Cosa si chiede:
(a) Secondo le fonti di governo citate nell'articolo sul decreto di aiuti all'Ucraina, quando verrà approvato il decreto?
(b) Prosegui l'articolo sul decreto di aiuti all'Ucraina dopo la sua ultima frase.
### Brano ###
A quanto risulta al Giornale l'ipotesi di predisporre il pacchetto per il prossimo Cdm è sfumata. Fonti di governo confermano: «Il decreto sarà approvato a fine anno». Anche perché un'accelerazione avrebbe rischiato di innescare tensioni ancor più forti con il Carroccio. Il capogruppo al Senato Massimiliano Romeo in un'intervista ad Affariitaliani frena: «Sarebbe bene, vista la situazione attuale, attendere l'evoluzione delle trattative in corso sul piano di pace Usa così da poter definire un provvedimento pienamente coerente con il percorso diplomatico intrapreso e in grado di includere le garanzie di sicurezza per l'Ucraina che emergeranno dal negoziato internazionale».

Un'opzione, quella rinvio a fine anno del pacchetto di aiuti per Kiev, su cui la maggioranza non è però compatta. Giorgio Mulè, vicepresidente di Forza Italia della Camera dei deputati Italia, parlando con il Giornale replica a Romeo con un ironia: «Sarebbe bello poter aspettare. Purtroppo la guerra non va in vacanza, così come l'invasione russa. E dunque il decreto va fatto, perché bisogna continuare a dare sostegno all'Ucraina come abbiamo fatto fino ad adesso». Il partito della premier non getta benzina sul fuoco. Nessun replica alle parole di Romeo. L'unico è Gianfranco Rotondi che rispolvera un po' di arte democristiana: «In materia di difesa e di postura internazionale Meloni, Crosetto e Tajani hanno posizioni coincidenti, e tale concordia è base della nuova credibilità conquistata dall'Italia». La Lega non arretra. Silvia Sardone, numero due di Salvini, è ancor più dura (rispetto a Romeo). «Fino a fine anno il sostegno all'Ucraina è coperto, per il 2026 riteniamo corretto concentrarsi sulle negoziazioni di pace in corso e lavorare a sostegno del piano avanzato dagli Stati Uniti - spiega la europarlamentare -. Consideriamo inoltre prioritario concentrarci sull'importanza di investimenti in sicurezza nel nostro Paese, sul Mediterraneo in ottica contrasto all'immigrazione irregolare e difesa dei confini e sulle infrastrutture strategiche. Per quanto riguarda l'esercito comune europeo, se l'intento di Bruxelles è darlo in mano a Macron che ogni giorno ci regala dichiarazioni belliciste il nostro no è enorme».
### Dati forniti ###
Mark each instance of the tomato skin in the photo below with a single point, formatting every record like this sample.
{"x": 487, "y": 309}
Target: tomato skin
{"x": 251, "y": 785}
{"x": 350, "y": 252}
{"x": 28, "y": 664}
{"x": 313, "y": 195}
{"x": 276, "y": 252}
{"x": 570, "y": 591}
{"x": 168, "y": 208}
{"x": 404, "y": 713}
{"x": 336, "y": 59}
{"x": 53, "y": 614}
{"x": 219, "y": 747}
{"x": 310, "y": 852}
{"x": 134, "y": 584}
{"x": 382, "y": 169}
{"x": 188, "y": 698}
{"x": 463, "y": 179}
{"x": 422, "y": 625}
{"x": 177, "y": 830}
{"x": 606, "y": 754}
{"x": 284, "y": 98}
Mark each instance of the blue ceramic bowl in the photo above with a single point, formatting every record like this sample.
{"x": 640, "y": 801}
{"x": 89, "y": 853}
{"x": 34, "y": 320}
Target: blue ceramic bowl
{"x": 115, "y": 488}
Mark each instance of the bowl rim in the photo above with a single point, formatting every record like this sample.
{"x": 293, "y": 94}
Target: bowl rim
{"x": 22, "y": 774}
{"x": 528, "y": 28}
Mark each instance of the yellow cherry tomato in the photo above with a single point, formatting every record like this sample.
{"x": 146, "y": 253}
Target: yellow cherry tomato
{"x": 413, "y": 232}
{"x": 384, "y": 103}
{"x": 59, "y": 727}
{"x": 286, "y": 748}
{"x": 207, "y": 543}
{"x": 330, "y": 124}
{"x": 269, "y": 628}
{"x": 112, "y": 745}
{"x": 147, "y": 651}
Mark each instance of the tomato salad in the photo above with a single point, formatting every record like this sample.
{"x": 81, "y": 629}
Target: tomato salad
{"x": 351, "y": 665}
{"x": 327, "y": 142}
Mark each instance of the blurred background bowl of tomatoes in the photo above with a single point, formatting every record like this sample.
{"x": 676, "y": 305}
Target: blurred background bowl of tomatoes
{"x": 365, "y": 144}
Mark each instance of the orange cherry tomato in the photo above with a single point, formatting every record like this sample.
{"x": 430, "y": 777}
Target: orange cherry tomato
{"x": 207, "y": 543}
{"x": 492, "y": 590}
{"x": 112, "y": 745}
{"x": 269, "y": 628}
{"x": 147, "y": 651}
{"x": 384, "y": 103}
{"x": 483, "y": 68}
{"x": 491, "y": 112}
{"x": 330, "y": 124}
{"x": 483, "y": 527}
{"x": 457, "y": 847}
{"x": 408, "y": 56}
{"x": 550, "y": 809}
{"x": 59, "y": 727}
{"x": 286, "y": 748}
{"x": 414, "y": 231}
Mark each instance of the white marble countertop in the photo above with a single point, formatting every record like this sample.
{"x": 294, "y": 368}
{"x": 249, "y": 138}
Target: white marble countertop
###
Soluzioni:
(a) A fine anno.

(b)
Il tema Ucraina spacca pure il fronte largo. Conte (sulle posizioni salviniane) mette agli atti: «Il governo italiano insieme ai governi europei hanno fallito puntando sulla scommessa militare della vittoria dell'Ucraina sulla Russia a colpi di invii di armi e di spese militari. Dunque lasciamo che a condurre il negoziato siano gli Stati Uniti...».

Dal fronte Pd, Filippo Sensi interpellato dal Giornale si smarca dall'alleato: «Mi pare che al netto di photo opportunity e pacche sulle spalle, l'Italia si stia sganciando dall'impegno sull'Ucraina. Cedendo alle pressioni interne della Lega amica della Russia e all'opportunismo filotrumpiano di chi preferisce fischiettare in Europa. Un tradimento. Che purtroppo trova terreno cedevole anche nell'opposizione, su tutti i Cinque Stelle.

Una responsabilità morale davvero grave». «Il nodo però non è ciò che dice Trump - è la replica secca di Matteo Renzi (Italia viva) - ma ciò che fa (e non fa) l'Europa. Non è colpa di Trump se abbiamo riempito di burocrazia senz'anima i palazzi di Bruxelles».